▶ _Work required_: From the records below, copy out each line that has the word "drop".

▶ _Data records_:
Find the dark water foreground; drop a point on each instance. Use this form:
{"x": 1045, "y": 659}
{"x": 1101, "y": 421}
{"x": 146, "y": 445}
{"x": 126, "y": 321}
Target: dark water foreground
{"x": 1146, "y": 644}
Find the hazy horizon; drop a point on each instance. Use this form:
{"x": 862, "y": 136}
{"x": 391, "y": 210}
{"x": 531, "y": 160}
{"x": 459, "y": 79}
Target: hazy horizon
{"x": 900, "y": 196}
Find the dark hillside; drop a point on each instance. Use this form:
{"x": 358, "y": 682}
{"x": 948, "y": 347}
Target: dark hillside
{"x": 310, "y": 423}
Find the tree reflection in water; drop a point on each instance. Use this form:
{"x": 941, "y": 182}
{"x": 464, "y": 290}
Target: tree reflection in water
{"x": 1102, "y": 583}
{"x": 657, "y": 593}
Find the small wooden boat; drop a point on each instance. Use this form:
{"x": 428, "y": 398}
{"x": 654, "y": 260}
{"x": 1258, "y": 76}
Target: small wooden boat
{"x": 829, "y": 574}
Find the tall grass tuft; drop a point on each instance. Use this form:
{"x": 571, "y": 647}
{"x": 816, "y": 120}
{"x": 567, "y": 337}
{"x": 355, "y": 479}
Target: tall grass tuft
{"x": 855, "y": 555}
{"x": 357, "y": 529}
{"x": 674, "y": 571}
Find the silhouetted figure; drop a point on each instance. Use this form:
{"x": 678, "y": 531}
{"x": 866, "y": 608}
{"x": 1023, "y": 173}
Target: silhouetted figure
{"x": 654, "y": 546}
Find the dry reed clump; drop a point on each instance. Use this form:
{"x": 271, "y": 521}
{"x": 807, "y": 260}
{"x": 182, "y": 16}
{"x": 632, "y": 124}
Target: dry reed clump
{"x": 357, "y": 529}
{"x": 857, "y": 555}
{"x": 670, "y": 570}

---

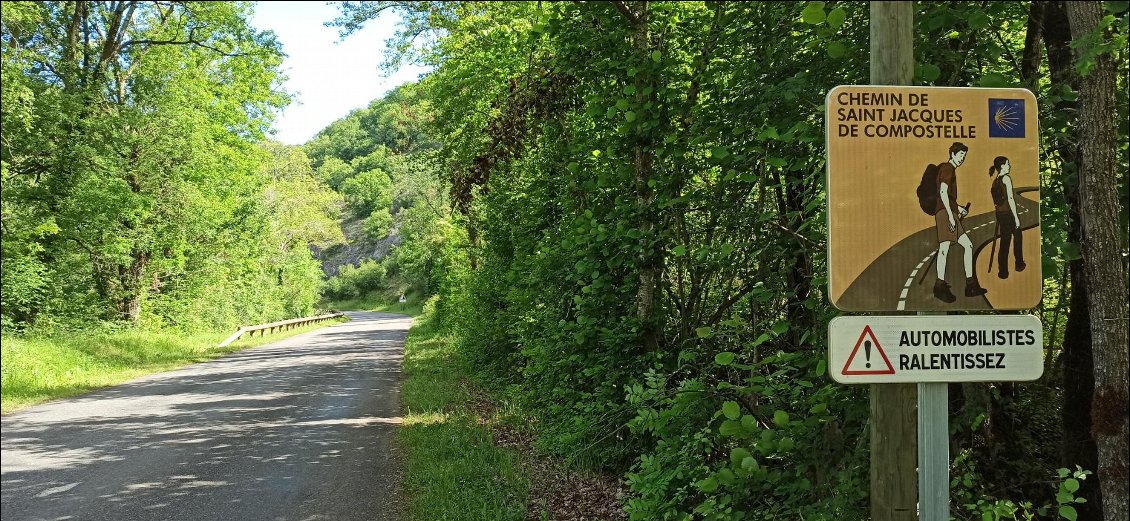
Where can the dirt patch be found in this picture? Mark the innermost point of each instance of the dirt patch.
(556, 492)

...

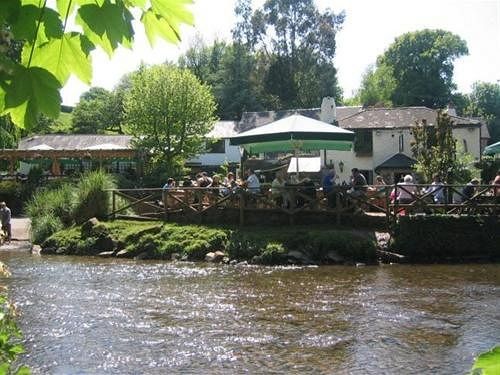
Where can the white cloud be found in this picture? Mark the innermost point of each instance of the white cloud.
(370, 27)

▶ _Answer section_:
Find the dark water foreground; drop a point on each instance. Use this form:
Find the hazy horizon; drop a point on each instance. Use this form:
Find the dark hillside; drop a point on each instance. Use this form:
Find the tree reflection in water; drop a point on each instance. Use this form:
Find the small wooden boat; drop a point on each instance. Use this form:
Find the tall grass tuft; drop a point on each instance. Use this form:
Find the silhouetted figure; drop a point on each instance. Use this form:
Find the dry reed clump; drop a point on each instance. Use this form:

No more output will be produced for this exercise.